◆ Challenge:
Find the line containing "Please point out the grass in". Retype it and every line after it through the end of the entries, exactly as written, with nothing added.

(A run of records)
☆ ☆ ☆

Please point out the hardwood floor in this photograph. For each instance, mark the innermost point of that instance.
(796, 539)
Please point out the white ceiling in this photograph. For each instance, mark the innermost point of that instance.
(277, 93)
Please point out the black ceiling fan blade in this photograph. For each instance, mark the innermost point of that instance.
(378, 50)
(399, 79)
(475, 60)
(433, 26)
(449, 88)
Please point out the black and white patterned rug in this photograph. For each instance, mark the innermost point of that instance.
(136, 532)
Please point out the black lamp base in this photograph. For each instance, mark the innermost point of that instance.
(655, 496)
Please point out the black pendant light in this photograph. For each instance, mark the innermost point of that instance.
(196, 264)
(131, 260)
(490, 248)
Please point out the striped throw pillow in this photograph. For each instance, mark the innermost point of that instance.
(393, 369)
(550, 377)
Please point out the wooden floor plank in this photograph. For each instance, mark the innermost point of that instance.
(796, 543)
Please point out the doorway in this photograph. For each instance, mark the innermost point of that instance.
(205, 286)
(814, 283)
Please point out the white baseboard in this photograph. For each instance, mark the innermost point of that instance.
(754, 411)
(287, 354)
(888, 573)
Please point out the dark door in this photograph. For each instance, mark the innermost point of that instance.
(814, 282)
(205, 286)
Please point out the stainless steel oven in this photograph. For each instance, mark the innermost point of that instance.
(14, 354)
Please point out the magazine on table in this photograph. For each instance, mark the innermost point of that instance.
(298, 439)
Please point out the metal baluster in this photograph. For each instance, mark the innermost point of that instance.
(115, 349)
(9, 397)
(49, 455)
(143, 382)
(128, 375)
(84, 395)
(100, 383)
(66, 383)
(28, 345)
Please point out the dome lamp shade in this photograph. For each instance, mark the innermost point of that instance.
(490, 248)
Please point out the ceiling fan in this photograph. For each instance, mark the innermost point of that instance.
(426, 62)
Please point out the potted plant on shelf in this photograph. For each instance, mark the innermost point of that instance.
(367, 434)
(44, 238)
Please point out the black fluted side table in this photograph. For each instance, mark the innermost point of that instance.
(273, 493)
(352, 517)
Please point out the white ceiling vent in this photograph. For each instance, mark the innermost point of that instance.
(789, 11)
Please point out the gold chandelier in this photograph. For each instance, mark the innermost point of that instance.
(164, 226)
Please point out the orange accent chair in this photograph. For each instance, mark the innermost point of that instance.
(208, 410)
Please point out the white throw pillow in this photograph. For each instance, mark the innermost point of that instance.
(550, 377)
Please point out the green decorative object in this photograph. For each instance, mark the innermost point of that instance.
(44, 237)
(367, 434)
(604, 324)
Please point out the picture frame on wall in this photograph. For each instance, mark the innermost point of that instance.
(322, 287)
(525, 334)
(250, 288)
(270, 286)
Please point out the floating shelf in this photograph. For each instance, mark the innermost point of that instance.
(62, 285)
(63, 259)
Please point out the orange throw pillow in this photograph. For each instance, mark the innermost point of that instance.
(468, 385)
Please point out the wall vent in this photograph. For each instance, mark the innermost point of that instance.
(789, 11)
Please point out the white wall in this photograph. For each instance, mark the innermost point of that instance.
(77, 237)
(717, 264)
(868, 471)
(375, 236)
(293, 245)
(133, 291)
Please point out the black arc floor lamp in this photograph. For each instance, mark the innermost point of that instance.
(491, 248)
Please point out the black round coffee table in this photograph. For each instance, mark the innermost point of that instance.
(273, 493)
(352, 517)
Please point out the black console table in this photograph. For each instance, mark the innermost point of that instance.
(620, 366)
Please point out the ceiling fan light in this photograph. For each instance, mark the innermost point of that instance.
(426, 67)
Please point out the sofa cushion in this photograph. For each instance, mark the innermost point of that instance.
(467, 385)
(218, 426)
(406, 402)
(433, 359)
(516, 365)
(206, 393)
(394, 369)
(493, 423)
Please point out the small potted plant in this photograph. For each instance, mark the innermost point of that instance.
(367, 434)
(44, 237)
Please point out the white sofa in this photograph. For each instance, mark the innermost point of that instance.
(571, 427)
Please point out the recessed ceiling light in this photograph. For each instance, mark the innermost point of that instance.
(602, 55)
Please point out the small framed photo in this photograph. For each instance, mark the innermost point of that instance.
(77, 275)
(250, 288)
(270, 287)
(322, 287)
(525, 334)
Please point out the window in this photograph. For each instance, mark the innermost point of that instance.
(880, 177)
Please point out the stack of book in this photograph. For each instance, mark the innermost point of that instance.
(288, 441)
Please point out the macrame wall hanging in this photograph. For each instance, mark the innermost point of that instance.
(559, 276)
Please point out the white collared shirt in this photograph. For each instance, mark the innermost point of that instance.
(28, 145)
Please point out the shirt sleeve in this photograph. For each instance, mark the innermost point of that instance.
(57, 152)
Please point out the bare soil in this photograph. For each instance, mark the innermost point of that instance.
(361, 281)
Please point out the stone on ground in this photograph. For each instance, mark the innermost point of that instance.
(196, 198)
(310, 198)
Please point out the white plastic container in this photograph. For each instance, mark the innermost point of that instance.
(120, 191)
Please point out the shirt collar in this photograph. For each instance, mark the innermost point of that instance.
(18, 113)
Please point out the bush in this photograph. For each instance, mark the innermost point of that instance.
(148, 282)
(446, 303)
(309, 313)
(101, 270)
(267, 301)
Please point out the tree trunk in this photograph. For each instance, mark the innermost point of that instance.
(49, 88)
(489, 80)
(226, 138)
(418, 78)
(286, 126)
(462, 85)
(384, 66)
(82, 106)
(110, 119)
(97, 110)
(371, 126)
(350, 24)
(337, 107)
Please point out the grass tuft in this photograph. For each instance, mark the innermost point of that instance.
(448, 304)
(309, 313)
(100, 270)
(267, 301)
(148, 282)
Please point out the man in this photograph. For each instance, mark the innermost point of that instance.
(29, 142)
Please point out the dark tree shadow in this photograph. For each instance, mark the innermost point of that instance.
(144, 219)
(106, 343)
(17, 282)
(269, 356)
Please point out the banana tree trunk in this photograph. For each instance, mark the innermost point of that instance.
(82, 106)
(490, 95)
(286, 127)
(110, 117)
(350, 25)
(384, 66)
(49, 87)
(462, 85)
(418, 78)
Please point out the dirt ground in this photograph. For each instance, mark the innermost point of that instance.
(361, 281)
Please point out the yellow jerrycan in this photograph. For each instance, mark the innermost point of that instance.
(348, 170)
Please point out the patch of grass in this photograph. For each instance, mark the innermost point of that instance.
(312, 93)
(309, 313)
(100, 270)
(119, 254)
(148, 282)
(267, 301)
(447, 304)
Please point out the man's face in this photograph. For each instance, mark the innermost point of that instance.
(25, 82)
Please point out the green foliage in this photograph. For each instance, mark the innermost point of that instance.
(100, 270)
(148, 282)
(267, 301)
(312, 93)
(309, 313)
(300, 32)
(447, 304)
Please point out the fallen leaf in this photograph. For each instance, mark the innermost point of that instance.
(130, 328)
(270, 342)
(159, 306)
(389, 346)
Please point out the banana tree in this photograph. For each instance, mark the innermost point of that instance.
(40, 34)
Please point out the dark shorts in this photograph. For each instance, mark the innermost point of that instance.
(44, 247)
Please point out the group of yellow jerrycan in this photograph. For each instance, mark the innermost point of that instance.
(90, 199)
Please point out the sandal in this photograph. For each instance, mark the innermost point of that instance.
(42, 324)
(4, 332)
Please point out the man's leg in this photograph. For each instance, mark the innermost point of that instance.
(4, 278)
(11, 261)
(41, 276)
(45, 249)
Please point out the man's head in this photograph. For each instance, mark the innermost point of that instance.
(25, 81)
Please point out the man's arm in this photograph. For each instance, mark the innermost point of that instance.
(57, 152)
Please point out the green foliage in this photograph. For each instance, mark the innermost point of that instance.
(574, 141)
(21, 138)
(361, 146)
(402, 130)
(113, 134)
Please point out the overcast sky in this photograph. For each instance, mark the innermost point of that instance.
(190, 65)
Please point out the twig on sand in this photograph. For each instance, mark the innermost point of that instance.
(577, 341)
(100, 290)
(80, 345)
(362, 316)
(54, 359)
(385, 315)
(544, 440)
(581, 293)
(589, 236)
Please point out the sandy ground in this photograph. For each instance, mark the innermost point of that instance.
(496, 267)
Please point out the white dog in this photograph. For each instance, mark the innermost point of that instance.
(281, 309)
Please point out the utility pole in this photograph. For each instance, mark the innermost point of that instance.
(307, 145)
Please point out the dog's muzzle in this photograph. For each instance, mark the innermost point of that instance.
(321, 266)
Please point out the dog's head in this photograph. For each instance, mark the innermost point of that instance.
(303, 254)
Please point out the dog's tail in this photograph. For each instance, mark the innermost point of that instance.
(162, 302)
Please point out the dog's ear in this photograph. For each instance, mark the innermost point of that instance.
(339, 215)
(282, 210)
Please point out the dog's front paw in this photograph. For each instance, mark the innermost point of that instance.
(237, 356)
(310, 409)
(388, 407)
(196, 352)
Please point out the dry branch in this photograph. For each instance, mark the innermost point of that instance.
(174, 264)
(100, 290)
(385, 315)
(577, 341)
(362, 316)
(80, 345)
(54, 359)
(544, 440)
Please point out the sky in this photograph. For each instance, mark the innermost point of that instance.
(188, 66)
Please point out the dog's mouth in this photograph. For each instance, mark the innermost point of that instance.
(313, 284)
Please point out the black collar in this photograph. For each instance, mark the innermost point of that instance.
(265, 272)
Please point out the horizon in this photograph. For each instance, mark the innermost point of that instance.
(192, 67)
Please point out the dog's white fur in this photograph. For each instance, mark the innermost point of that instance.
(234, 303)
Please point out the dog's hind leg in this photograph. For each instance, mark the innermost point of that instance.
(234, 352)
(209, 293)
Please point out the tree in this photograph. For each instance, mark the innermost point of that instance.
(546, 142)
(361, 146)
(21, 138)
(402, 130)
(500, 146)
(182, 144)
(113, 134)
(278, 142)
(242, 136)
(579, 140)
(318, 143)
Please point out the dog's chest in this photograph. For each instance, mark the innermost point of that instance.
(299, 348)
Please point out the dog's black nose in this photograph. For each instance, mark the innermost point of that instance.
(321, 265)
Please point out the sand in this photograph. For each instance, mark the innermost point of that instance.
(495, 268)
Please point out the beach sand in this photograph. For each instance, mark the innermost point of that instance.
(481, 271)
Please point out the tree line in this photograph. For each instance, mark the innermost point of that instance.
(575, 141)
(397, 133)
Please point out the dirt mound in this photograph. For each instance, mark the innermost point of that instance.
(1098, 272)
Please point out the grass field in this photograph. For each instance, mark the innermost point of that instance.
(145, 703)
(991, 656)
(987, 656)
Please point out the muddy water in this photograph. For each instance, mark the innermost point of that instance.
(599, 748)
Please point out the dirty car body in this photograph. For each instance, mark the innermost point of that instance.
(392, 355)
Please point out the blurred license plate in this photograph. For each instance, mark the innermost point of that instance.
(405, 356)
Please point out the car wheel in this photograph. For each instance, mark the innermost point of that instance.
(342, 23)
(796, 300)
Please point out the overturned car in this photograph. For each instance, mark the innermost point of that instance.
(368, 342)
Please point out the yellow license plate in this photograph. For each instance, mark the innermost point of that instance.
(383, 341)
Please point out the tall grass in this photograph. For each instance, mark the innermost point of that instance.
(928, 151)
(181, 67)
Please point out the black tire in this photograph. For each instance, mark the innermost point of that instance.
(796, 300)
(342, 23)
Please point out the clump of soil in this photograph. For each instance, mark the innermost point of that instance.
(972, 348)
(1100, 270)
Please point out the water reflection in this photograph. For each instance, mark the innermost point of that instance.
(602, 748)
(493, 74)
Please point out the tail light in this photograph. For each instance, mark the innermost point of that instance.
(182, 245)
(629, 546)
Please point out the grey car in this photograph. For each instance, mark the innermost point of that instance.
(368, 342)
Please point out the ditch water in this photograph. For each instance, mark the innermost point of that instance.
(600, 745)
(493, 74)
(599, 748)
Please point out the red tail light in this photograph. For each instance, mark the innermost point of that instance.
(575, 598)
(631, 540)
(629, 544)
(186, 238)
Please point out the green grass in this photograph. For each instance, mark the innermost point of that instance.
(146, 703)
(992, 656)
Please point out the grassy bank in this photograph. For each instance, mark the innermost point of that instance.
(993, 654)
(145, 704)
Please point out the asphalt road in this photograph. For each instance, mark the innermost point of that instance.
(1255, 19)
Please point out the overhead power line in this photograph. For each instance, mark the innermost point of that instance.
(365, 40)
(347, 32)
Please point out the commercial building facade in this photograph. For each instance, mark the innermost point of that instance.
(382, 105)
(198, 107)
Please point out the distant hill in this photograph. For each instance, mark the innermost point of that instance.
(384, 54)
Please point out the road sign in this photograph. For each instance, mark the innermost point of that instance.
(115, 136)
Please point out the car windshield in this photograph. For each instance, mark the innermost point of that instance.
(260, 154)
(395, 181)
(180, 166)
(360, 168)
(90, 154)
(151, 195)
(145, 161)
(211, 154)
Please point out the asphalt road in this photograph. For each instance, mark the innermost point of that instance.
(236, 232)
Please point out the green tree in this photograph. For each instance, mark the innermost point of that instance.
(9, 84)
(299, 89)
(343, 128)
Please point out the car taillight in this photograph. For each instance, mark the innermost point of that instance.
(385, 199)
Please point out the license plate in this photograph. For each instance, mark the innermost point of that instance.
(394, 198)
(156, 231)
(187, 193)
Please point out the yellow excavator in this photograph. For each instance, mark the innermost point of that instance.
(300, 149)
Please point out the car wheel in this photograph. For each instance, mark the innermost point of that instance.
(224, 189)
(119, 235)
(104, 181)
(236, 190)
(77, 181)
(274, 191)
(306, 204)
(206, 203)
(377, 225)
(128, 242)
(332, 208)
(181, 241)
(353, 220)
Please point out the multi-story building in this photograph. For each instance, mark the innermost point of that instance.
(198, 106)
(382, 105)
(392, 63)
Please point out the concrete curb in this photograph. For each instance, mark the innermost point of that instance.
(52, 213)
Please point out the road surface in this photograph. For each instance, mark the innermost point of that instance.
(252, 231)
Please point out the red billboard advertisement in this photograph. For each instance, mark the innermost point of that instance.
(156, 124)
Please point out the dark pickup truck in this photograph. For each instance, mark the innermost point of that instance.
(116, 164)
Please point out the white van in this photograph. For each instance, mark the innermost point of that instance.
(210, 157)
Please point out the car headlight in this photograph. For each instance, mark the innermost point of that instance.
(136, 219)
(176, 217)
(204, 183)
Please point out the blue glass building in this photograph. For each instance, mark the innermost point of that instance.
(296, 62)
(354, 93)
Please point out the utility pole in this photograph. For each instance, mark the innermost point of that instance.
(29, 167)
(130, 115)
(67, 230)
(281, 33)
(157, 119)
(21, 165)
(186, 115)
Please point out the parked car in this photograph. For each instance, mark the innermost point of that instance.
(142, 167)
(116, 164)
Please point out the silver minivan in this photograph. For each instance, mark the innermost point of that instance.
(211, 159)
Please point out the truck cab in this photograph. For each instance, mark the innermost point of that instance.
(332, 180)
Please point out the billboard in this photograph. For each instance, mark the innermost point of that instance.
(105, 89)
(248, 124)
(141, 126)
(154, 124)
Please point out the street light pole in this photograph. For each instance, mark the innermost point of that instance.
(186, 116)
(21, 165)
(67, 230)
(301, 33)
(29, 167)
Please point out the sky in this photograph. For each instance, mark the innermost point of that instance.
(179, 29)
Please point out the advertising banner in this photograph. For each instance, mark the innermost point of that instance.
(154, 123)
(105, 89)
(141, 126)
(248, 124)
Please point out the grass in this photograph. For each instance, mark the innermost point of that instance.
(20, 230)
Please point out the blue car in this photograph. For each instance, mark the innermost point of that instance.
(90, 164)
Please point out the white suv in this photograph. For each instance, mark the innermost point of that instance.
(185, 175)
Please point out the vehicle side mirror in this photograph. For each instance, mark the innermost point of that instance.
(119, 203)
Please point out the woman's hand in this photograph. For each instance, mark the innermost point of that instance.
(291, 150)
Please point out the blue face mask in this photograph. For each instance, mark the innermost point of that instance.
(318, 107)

☆ ☆ ☆

◆ Task solution:
Please point out the grass in this photograph. For each instance, mark the innermost point of that instance.
(20, 230)
Please point out the blue car in this photograph. For each instance, mark the innermost point of that instance.
(90, 164)
Please point out the white suv in this photograph. For each instance, mark the innermost point of that instance.
(185, 175)
Please point out the vehicle side mirror in this photograph. For each instance, mark the innermost point of that instance.
(119, 203)
Please point out the woman's hand in this photograph. For each instance, mark the innermost point of that instance.
(291, 150)
Please point out the blue face mask in this photograph. For each instance, mark the innermost point of that instance.
(318, 107)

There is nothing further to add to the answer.